DOCUMENT:
# Finally got a new van



## futz (Sep 17, 2009)

My tired old 1995 Ford E250 Econoline is being retired. I've had it since new. It was getting pretty shaky.

So I stumbled on a 2006 GMC Savana diesel with right around 100K on the clock that one of my GC's was wanting to sell, as he was upgrading to a new Sprinter. Got it for a very good price. New tires. Seems like a good solid van so far. Lots of power. Only thing I don't like is the Chevy's cramped cab and crappy mirrors. I've been driving Fords for over 20 years and they know how to make a roomy cab with superb mirrors. Oh well... I'll get used to it.


----------



## Letterrip (Jul 28, 2013)

Turning radius is immensely better on the GMC. At least on the gas version. And get some glue on blind spot mirrors.


----------



## Will (Jun 6, 2010)

Very Nice


----------



## wyrickmech (Mar 16, 2013)

You will be happy with the trade offs ford is tuff but gm is easer on the driver in many ways.


----------



## Tommy plumber (Feb 19, 2010)

New van! Woohoo, congratulations.


----------



## KoleckeINC (Oct 22, 2011)

Nice wheels!


----------



## futz (Sep 17, 2009)

Letterrip said:


> Turning radius is immensely better on the GMC. At least on the gas version. And get some glue on blind spot mirrors.

TASKS:
**A.** Answer these from the van thread:
(i) What year and model of van is being retired?
(ii) What was the GC who sold the Savana upgrading to?
(iii) According to Letterrip, what is immensely better on the GMC?
**B.** Please write out the van thread word for word, starting with "My tired old" and going on through "used to it.".
The data that comes next is separate from the van thread.

GIVEN DATA:
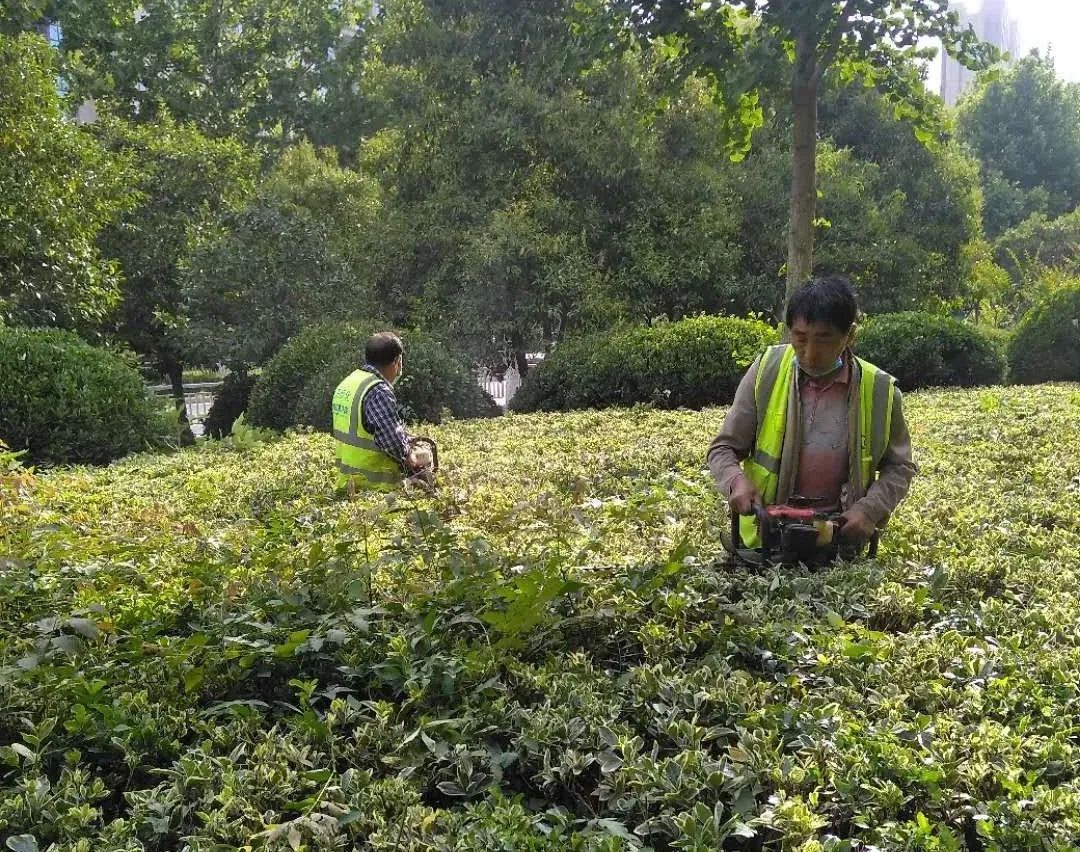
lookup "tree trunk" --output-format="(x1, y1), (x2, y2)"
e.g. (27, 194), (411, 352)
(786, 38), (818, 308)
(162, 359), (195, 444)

SOLUTION LIST:
**A.**
(i) A 1995 Ford E250 Econoline.
(ii) A new Sprinter.
(iii) The turning radius.

**B.**
My tired old 1995 Ford E250 Econoline is being retired. I've had it since new. It was getting pretty shaky.

So I stumbled on a 2006 GMC Savana diesel with right around 100K on the clock that one of my GC's was wanting to sell, as he was upgrading to a new Sprinter. Got it for a very good price. New tires. Seems like a good solid van so far. Lots of power. Only thing I don't like is the Chevy's cramped cab and crappy mirrors. I've been driving Fords for over 20 years and they know how to make a roomy cab with superb mirrors. Oh well... I'll get used to it.